Brano da leggere =
┌────────

Una scioccante scoperta ha mostrato il ritorno in vita di un virus, risvegliato dopo 48.500 anni trascorsi intrappolati nel permafrost siberiano.
Un gruppo di scienziati francesi dell’Università di Aix-Marseille ha infatti condotto alcuni esperimenti in laboratorio considerando 12 nuovi virus appartenenti a diverse specie ed estratti da 7 campioni di suolo prelevati dal terreno perennemente ghiacciato della Siberia.
I test hanno così mostrato che, una volta scongelato il campione di suolo, il virus intrappolato all’interno presentava ancora parametri vitali.
L’entità biologica era infatti stata ibernata ancor prima dell’ultima glaciazione terrestre e fino ad oggi era rimasto inerte ma ancora in vita.
Dalle analisi infatti pare che il virus risalga a circa 48.500 anni fa e questo lo identifica come il più antico ad essere stato “resuscitato” finora.
Il virus è stato rinvenuto in un campione di permafrost prelevato 16 metri sotto il fondale di un lago nella regione della Jacuzia, nella Siberia orientale. L’agente infettivo è stato classificato come “gigante” ed appartiene al genere “Pandoravirus” il cui genoma è di gran lunga più esteso e sconosciuto rispetto ai virus dell’influenza.
Per avere un’idea delle dimensioni di questo virus, basti pensare che gli agenti di influenza classificati “grandi” hanno una misura appena inferiore al micrometro, ossia ad un millesimo di millimetro. Il virus appena riportato in vita invece ha una grandezza mille volte superiore.

└────────

Dati forniti =
┌────────

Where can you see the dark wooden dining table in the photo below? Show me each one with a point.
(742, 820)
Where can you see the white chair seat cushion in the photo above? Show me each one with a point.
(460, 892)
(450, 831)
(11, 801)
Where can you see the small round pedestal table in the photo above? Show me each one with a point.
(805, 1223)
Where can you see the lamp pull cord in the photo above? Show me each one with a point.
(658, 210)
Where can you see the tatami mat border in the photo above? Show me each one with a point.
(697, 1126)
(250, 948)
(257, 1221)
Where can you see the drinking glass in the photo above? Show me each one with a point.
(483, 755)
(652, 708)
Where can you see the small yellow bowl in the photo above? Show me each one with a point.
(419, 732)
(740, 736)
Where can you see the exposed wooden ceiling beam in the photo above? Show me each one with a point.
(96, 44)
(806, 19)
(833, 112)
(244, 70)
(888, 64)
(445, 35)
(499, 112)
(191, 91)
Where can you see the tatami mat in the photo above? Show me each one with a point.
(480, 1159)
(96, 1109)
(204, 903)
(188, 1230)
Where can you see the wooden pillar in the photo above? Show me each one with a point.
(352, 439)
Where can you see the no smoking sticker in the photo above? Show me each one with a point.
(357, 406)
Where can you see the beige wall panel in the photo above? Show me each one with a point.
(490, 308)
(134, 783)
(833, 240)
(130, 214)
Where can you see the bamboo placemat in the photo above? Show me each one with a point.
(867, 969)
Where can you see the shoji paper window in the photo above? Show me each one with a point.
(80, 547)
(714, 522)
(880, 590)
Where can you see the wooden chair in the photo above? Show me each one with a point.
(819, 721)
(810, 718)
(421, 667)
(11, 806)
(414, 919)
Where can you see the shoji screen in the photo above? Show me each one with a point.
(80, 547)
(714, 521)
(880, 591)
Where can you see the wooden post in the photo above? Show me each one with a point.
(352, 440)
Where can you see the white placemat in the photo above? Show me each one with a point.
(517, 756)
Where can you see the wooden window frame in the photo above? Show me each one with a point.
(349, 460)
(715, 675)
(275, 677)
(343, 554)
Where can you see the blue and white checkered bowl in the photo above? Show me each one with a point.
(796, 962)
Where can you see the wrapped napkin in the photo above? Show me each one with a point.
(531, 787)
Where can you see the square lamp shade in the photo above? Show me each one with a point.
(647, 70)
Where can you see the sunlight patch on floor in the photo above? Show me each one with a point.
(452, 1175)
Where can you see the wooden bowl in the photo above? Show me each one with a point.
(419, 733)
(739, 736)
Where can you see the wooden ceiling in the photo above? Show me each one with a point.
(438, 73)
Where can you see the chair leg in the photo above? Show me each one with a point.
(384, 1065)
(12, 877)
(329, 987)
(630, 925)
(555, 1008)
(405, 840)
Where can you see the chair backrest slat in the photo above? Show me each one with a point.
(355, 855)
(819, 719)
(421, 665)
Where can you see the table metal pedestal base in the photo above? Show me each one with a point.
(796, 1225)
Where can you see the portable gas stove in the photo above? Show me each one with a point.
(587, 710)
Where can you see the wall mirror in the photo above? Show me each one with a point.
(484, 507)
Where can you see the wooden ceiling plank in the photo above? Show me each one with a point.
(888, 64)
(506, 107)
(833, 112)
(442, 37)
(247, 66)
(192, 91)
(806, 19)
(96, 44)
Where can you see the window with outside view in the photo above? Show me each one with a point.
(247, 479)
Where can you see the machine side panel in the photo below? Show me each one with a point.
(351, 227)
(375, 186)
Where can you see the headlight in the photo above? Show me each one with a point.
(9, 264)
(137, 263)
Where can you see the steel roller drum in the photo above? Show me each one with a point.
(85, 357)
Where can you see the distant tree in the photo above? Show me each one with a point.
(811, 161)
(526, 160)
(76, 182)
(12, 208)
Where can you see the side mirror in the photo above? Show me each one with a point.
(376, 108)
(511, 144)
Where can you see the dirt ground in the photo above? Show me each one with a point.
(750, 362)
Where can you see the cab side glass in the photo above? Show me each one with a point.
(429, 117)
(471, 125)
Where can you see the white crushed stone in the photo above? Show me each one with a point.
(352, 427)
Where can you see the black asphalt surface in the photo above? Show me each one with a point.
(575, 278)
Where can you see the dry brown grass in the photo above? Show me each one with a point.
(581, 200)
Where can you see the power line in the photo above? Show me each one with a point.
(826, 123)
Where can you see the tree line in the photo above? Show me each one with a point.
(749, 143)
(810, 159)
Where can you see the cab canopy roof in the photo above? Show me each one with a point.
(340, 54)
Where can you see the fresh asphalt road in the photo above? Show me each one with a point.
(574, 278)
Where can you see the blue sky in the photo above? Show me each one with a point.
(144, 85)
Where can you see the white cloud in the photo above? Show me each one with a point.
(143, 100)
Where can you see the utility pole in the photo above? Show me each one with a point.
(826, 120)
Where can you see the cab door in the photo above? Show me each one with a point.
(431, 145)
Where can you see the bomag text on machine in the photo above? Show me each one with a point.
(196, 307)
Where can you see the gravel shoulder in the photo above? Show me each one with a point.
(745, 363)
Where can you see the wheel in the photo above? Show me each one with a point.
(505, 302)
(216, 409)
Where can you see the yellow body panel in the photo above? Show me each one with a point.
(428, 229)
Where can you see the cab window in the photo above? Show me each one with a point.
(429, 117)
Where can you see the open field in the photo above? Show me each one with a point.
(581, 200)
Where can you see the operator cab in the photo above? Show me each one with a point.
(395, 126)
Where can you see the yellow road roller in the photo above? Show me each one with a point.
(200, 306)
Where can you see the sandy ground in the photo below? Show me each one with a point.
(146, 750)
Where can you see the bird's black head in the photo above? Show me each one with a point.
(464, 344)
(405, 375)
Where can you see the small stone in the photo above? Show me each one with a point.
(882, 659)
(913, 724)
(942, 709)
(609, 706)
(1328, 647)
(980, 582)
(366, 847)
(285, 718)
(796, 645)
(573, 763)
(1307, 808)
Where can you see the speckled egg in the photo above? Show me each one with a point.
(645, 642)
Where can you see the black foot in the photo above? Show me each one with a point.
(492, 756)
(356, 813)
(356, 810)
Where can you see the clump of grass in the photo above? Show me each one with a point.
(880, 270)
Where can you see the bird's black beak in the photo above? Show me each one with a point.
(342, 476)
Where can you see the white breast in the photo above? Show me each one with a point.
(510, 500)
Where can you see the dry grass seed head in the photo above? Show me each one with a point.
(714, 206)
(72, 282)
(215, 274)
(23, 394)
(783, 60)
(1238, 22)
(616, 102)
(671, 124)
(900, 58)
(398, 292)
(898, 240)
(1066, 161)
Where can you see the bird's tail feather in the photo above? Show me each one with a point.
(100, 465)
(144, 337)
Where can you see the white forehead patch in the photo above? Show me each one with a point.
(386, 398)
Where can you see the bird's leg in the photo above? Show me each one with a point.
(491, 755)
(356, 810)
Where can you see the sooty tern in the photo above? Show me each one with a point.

└────────

Esercizi da svolgere =
a - Riporta fedelmente dal brano sul virus del permafrost il passo compreso tra "Il virus è stato" e "mille volte superiore.", estremi inclusi.
b - Elenca tutti i numeri scritti in cifre nel brano sul virus del permafrost, senza ripetere quelli che compaiono più di una volta.
c - Rispondi in base al brano sul virus del permafrost.
(i) Da quanti campioni di suolo sono stati estratti i 12 nuovi virus?
(ii) A quale genere appartiene il virus riportato in vita?
(iii) A quale profondità sotto il fondale del lago è stato prelevato il campione di permafrost?

Le tue risposte =
a -
Il virus è stato rinvenuto in un campione di permafrost prelevato 16 metri sotto il fondale di un lago nella regione della Jacuzia, nella Siberia orientale. L’agente infettivo è stato classificato come “gigante” ed appartiene al genere “Pandoravirus” il cui genoma è di gran lunga più esteso e sconosciuto rispetto ai virus dell’influenza.
Per avere un’idea delle dimensioni di questo virus, basti pensare che gli agenti di influenza classificati “grandi” hanno una misura appena inferiore al micrometro, ossia ad un millesimo di millimetro. Il virus appena riportato in vita invece ha una grandezza mille volte superiore.

b -
48.500
12
7
16

c -
(i) Da 7 campioni di suolo.
(ii) Al genere "Pandoravirus".
(iii) A 16 metri.